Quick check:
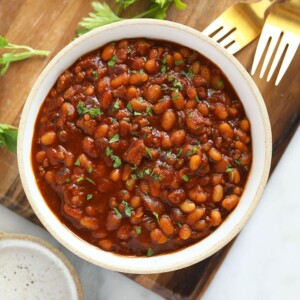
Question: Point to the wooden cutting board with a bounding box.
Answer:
[0,0,300,299]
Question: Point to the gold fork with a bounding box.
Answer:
[202,0,272,54]
[251,0,300,85]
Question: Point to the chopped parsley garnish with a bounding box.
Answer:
[113,99,120,111]
[145,147,152,158]
[86,194,93,200]
[107,55,118,67]
[147,248,153,257]
[109,133,120,144]
[86,177,96,185]
[135,226,142,235]
[92,71,99,80]
[77,101,103,119]
[153,211,159,224]
[105,147,122,168]
[114,207,122,218]
[122,200,134,217]
[76,176,84,182]
[181,174,190,182]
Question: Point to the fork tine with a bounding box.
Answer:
[211,26,233,42]
[226,42,242,54]
[259,26,282,78]
[202,19,223,36]
[267,32,300,85]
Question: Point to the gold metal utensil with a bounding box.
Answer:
[251,0,300,85]
[202,0,272,54]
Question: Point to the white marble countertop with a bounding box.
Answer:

### Problem requirements
Please copy out every one of the lines above word for word, leaving out the picture.

### Result
Quick check:
Question: Point to the wooden cutting board with a bounding box.
Answer:
[0,0,300,299]
Question: Point to the gold fork with a bounding box.
Answer:
[202,0,272,54]
[251,0,300,85]
Question: Point to the chopped parsley garnish with a bounding box.
Answer:
[113,99,120,111]
[145,147,152,158]
[86,194,93,200]
[107,55,118,67]
[147,248,153,257]
[109,133,120,144]
[86,177,96,185]
[135,226,142,235]
[92,71,99,80]
[77,101,103,119]
[153,211,159,224]
[105,147,122,168]
[114,207,122,218]
[122,200,134,217]
[76,176,84,182]
[181,174,190,182]
Question: Point to the fork tine with a bounding box.
Answer:
[211,26,233,42]
[226,42,242,54]
[259,26,282,78]
[202,19,223,36]
[267,32,300,85]
Question: Point to the gold metal utensil with a bounding box.
Answer:
[251,0,300,85]
[202,0,272,54]
Question: Point to the white marble countertop with a bounding box.
Answer:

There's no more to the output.